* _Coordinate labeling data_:

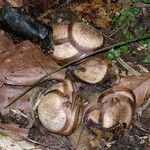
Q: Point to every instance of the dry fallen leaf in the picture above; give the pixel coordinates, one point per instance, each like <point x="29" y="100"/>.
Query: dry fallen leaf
<point x="96" y="11"/>
<point x="139" y="85"/>
<point x="80" y="138"/>
<point x="26" y="65"/>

* _Aim_: Turn every line of the items above into a Markdown table with the columns "No." and "Line", numbering the rows and skipping blank lines. Leave the pictures out of the answer.

* _Final result_:
| No. | Line |
|---|---|
| 1 | Q: Point to every instance of the dry fallen leaf in the picture above; give the pixel coordinates, one point per instance, each like <point x="29" y="100"/>. |
| 2 | Query: dry fallen leaf |
| 3 | <point x="96" y="11"/> |
| 4 | <point x="139" y="85"/> |
| 5 | <point x="80" y="138"/> |
| 6 | <point x="26" y="65"/> |